» **Task description**:
The answer is a number and nothing else: the count of lines in these entries containing the word "every".

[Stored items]
------------------------------
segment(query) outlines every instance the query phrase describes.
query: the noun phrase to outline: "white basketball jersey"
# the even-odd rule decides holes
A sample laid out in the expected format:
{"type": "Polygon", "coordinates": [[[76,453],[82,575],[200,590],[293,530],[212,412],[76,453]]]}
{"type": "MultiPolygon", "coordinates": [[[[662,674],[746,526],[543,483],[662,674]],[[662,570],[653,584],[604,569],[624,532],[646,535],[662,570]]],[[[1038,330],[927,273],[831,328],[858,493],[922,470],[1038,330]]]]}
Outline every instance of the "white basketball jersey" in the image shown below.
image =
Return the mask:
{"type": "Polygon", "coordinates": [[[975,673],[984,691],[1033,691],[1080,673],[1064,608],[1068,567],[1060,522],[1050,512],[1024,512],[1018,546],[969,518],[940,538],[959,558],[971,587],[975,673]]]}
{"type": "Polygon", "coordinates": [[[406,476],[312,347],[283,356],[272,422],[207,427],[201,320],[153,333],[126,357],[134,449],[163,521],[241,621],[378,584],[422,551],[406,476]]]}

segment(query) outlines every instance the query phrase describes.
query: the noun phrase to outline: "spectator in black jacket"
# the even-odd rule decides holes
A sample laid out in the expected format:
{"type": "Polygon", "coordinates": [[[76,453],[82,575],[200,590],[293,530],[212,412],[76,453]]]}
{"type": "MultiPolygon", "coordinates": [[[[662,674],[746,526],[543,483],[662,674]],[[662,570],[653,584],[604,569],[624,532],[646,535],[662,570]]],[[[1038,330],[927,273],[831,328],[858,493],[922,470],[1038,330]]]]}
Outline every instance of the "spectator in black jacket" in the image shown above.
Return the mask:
------------------------------
» **Response for this exercise**:
4